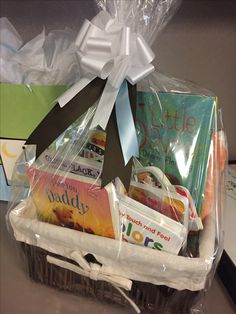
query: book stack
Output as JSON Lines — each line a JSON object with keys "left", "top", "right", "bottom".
{"left": 28, "top": 146, "right": 189, "bottom": 255}
{"left": 27, "top": 91, "right": 216, "bottom": 256}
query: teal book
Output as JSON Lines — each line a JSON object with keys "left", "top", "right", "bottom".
{"left": 136, "top": 91, "right": 217, "bottom": 215}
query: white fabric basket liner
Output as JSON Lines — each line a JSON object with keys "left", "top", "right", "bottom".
{"left": 9, "top": 198, "right": 216, "bottom": 291}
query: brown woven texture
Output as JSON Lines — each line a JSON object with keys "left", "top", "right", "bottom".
{"left": 21, "top": 243, "right": 202, "bottom": 314}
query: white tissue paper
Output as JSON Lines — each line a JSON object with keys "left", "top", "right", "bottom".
{"left": 0, "top": 17, "right": 81, "bottom": 85}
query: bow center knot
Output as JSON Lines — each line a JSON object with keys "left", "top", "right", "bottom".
{"left": 89, "top": 264, "right": 102, "bottom": 281}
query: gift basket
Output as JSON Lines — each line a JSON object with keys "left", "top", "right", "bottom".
{"left": 5, "top": 0, "right": 228, "bottom": 313}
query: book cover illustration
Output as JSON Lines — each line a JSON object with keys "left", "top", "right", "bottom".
{"left": 130, "top": 167, "right": 202, "bottom": 231}
{"left": 129, "top": 181, "right": 189, "bottom": 228}
{"left": 27, "top": 166, "right": 118, "bottom": 239}
{"left": 136, "top": 92, "right": 216, "bottom": 215}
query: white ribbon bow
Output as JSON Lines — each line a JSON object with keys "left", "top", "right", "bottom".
{"left": 47, "top": 255, "right": 141, "bottom": 313}
{"left": 58, "top": 10, "right": 155, "bottom": 131}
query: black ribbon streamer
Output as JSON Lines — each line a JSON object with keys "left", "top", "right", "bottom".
{"left": 25, "top": 78, "right": 137, "bottom": 190}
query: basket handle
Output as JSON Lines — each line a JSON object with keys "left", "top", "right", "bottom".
{"left": 133, "top": 166, "right": 176, "bottom": 192}
{"left": 46, "top": 255, "right": 140, "bottom": 313}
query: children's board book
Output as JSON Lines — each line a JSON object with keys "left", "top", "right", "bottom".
{"left": 119, "top": 195, "right": 187, "bottom": 254}
{"left": 27, "top": 166, "right": 119, "bottom": 239}
{"left": 136, "top": 91, "right": 216, "bottom": 215}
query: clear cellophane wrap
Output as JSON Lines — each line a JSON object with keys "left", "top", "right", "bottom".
{"left": 6, "top": 1, "right": 227, "bottom": 313}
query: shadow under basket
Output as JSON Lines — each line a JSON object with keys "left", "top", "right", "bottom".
{"left": 21, "top": 242, "right": 203, "bottom": 314}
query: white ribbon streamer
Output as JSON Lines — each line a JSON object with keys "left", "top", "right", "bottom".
{"left": 58, "top": 73, "right": 95, "bottom": 108}
{"left": 58, "top": 10, "right": 155, "bottom": 130}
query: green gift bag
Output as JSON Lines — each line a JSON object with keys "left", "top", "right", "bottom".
{"left": 0, "top": 83, "right": 66, "bottom": 199}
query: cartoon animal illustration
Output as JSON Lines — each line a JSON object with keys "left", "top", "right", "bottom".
{"left": 53, "top": 207, "right": 95, "bottom": 234}
{"left": 53, "top": 207, "right": 74, "bottom": 229}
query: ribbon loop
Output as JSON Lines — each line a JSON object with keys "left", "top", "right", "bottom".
{"left": 81, "top": 55, "right": 113, "bottom": 79}
{"left": 120, "top": 27, "right": 131, "bottom": 56}
{"left": 75, "top": 20, "right": 104, "bottom": 52}
{"left": 136, "top": 34, "right": 155, "bottom": 65}
{"left": 86, "top": 37, "right": 113, "bottom": 56}
{"left": 127, "top": 64, "right": 154, "bottom": 85}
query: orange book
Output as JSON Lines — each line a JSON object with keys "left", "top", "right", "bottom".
{"left": 27, "top": 166, "right": 119, "bottom": 239}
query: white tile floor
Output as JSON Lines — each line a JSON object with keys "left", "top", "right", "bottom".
{"left": 0, "top": 201, "right": 235, "bottom": 314}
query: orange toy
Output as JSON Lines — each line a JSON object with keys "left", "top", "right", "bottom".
{"left": 201, "top": 131, "right": 228, "bottom": 220}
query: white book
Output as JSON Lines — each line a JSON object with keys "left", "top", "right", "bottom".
{"left": 119, "top": 195, "right": 187, "bottom": 254}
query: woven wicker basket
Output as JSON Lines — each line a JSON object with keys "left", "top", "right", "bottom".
{"left": 21, "top": 242, "right": 202, "bottom": 314}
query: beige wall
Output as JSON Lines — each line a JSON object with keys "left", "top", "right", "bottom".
{"left": 1, "top": 0, "right": 236, "bottom": 158}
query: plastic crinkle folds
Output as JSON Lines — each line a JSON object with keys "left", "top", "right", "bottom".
{"left": 4, "top": 0, "right": 228, "bottom": 313}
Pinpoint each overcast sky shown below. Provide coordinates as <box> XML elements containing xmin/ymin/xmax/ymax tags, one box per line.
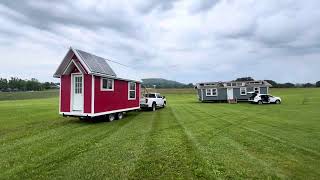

## Exercise requirements
Print the whole listing exactly. No pictures belong in the copy.

## Result of the exercise
query: book stack
Output as JSON Lines — each line a JSON object with keys "left", "top", "right", "bottom".
{"left": 28, "top": 146, "right": 189, "bottom": 255}
{"left": 27, "top": 91, "right": 216, "bottom": 256}
query: teal book
Output as JSON Lines — each line a JSON object with keys "left", "top", "right", "bottom".
{"left": 136, "top": 91, "right": 217, "bottom": 215}
query: white fabric basket liner
Output as JSON Lines — each line a JSON object with keys "left", "top", "right", "bottom".
{"left": 9, "top": 198, "right": 216, "bottom": 291}
query: brown woven texture
Output as JSON Lines — each line a JSON object with keys "left", "top", "right", "bottom".
{"left": 21, "top": 243, "right": 202, "bottom": 314}
query: white tissue paper
Output as JSON Lines — each line a JSON object with keys "left", "top", "right", "bottom".
{"left": 0, "top": 17, "right": 81, "bottom": 85}
query: bow center knot
Output as JSON Lines — each line a JSON object with keys "left", "top", "right", "bottom".
{"left": 89, "top": 264, "right": 102, "bottom": 281}
query: gift basket
Output as JSON Lines — each line a JSON object with keys "left", "top", "right", "bottom".
{"left": 5, "top": 0, "right": 228, "bottom": 313}
query: book cover illustration
Output as JSON Lines — each line a JSON object with keys "left", "top", "right", "bottom".
{"left": 130, "top": 167, "right": 202, "bottom": 231}
{"left": 129, "top": 181, "right": 189, "bottom": 228}
{"left": 27, "top": 166, "right": 118, "bottom": 239}
{"left": 136, "top": 92, "right": 216, "bottom": 215}
query: white ribbon bow
Output as JSON Lines — each line a JSON object with keys "left", "top", "right", "bottom".
{"left": 47, "top": 255, "right": 141, "bottom": 313}
{"left": 58, "top": 10, "right": 155, "bottom": 131}
query: black ribbon streamer
Output as JSON Lines — each line a JSON object with keys "left", "top", "right", "bottom".
{"left": 25, "top": 78, "right": 137, "bottom": 190}
query: basket handle
Output as JSON Lines — each line a JSON object with keys "left", "top", "right", "bottom".
{"left": 133, "top": 166, "right": 176, "bottom": 192}
{"left": 46, "top": 255, "right": 140, "bottom": 313}
query: children's board book
Output as JSON Lines — each line a JSON object with keys "left", "top", "right", "bottom".
{"left": 119, "top": 195, "right": 187, "bottom": 254}
{"left": 27, "top": 166, "right": 119, "bottom": 239}
{"left": 136, "top": 91, "right": 216, "bottom": 215}
query: clear cellophane wrap
Output as JSON Lines — each line a JSON object with keys "left", "top", "right", "bottom".
{"left": 6, "top": 1, "right": 227, "bottom": 313}
query: shadow under basket
Output as JSON Lines — each line a JSON object with keys "left", "top", "right", "bottom".
{"left": 21, "top": 242, "right": 203, "bottom": 314}
query: white ribbon streamer
Output as JSON Lines — each line a JSON object with keys "left", "top", "right", "bottom".
{"left": 58, "top": 73, "right": 95, "bottom": 108}
{"left": 58, "top": 10, "right": 155, "bottom": 130}
query: green gift bag
Output as JSON Lines — each line a JSON object with keys "left", "top", "right", "bottom".
{"left": 0, "top": 83, "right": 66, "bottom": 199}
query: cartoon animal illustration
Output as JSON Lines — each line a JSON object with keys "left", "top", "right", "bottom".
{"left": 53, "top": 207, "right": 95, "bottom": 234}
{"left": 53, "top": 207, "right": 74, "bottom": 229}
query: ribbon loop
Output as JSON Lines — each line a JSON object with keys "left", "top", "right", "bottom".
{"left": 81, "top": 55, "right": 113, "bottom": 79}
{"left": 120, "top": 27, "right": 131, "bottom": 56}
{"left": 75, "top": 20, "right": 104, "bottom": 52}
{"left": 136, "top": 34, "right": 155, "bottom": 65}
{"left": 86, "top": 37, "right": 113, "bottom": 56}
{"left": 127, "top": 64, "right": 154, "bottom": 85}
query: orange book
Output as JSON Lines — each line a JSON object with keys "left", "top", "right", "bottom".
{"left": 27, "top": 166, "right": 119, "bottom": 239}
query: white tile floor
Output as JSON Lines — each line a JSON object with keys "left", "top", "right", "bottom".
{"left": 0, "top": 201, "right": 235, "bottom": 314}
query: orange toy
Output as JSON Lines — each line a JSON object with keys "left", "top", "right", "bottom".
{"left": 201, "top": 131, "right": 228, "bottom": 220}
query: white book
Output as JSON Lines — each line a JSON object with keys "left", "top", "right", "bottom".
{"left": 119, "top": 195, "right": 187, "bottom": 254}
query: woven wicker basket
Output as JSON Lines — each line a JSON object with keys "left", "top", "right", "bottom".
{"left": 21, "top": 242, "right": 202, "bottom": 314}
query: beige wall
Output as JSON Lines — each line a JSON object with keys "left", "top", "right", "bottom".
{"left": 1, "top": 0, "right": 236, "bottom": 158}
query: plastic crinkle folds
Output as JSON Lines — each line a JSON object with keys "left", "top", "right", "bottom".
{"left": 4, "top": 0, "right": 228, "bottom": 313}
Pinpoint each overcast sky shown below. Provide coordinates as <box> XML elements containing xmin/ymin/xmax/ymax tags, one box per line.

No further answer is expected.